== Work task ==
Could each record be written out again exactly as it stands?

---- Exercise inputs

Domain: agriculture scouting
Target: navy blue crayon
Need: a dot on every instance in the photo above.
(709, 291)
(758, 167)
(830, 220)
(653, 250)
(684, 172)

--------

== Written answer ==
Domain: agriculture scouting
Target: navy blue crayon
Need: a dot on every instance in the photo above.
(709, 291)
(758, 167)
(830, 220)
(653, 250)
(684, 172)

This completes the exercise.